[Dataset excerpt]
-- -- --

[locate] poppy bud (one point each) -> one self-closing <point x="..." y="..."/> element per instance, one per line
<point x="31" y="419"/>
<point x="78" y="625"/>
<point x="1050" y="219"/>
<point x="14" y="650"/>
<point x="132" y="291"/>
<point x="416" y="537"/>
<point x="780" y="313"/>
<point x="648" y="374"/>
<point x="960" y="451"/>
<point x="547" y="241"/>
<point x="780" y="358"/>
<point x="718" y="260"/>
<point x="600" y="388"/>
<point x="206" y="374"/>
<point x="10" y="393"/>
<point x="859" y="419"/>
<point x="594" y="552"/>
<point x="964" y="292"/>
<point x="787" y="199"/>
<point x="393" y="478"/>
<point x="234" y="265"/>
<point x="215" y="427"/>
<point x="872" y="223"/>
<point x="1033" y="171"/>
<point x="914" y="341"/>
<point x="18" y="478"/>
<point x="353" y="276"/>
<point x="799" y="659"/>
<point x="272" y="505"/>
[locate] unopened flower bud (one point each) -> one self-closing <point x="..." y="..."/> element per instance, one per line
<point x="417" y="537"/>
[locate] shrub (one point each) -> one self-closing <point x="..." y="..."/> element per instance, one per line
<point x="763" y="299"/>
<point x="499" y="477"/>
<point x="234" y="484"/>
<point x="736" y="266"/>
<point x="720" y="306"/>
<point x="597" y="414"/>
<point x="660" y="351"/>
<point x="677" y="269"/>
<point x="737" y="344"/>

-- -- --

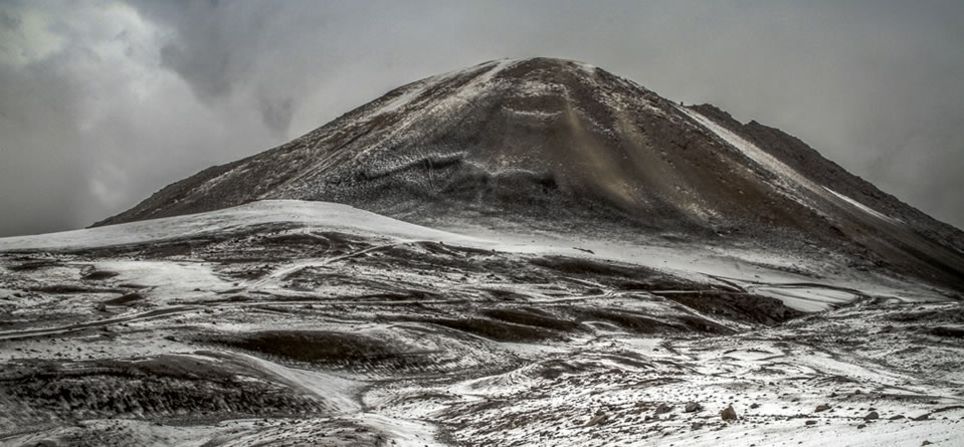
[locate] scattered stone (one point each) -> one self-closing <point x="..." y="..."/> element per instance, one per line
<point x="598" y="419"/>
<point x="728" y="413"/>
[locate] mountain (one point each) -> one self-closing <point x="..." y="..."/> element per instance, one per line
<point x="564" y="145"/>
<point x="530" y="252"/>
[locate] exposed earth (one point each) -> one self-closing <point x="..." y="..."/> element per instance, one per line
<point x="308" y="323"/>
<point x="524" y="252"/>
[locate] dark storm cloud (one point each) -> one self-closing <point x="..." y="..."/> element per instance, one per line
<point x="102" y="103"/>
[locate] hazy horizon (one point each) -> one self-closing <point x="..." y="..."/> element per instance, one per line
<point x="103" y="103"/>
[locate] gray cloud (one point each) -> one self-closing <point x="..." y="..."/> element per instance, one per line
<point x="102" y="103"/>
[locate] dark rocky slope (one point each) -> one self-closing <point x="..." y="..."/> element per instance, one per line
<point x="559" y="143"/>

-- -- --

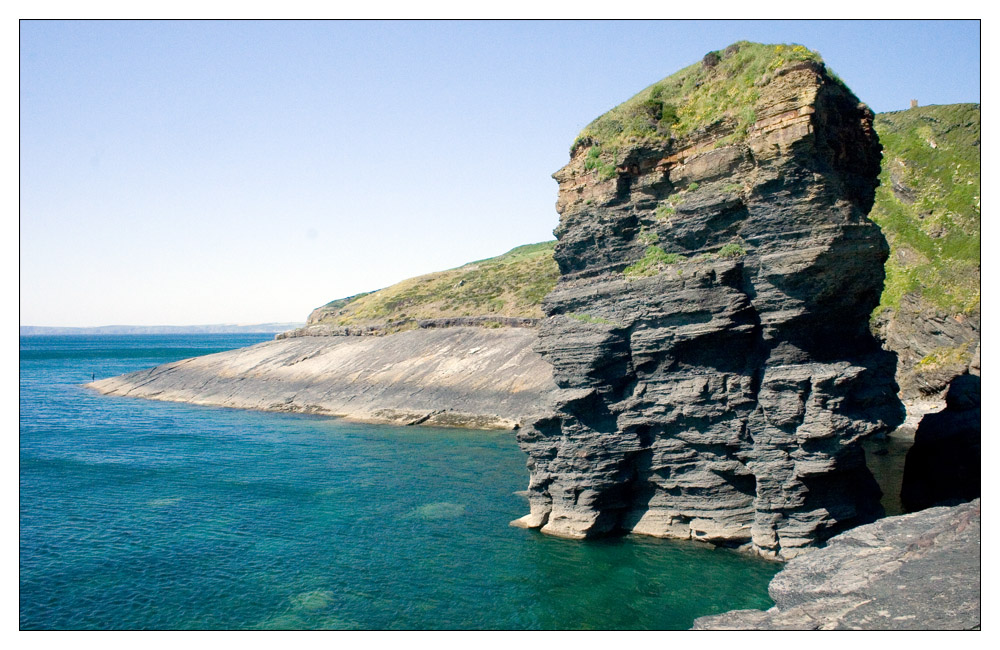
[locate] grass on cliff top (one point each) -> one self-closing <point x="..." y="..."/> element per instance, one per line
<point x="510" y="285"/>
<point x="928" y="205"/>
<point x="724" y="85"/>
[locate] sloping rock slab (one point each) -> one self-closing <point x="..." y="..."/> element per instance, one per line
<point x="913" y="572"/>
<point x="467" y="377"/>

-- -- --

### Task instructions
Pick out every line of the data above that contains the word "cloud" and copy it. Case counts.

### Task result
[locate] dark storm cloud (one point each) -> one self-closing <point x="..." y="..."/> element per instance, one per line
[locate] gray cloud (one point each) -> one self-closing <point x="..." y="..."/> element per instance, one per line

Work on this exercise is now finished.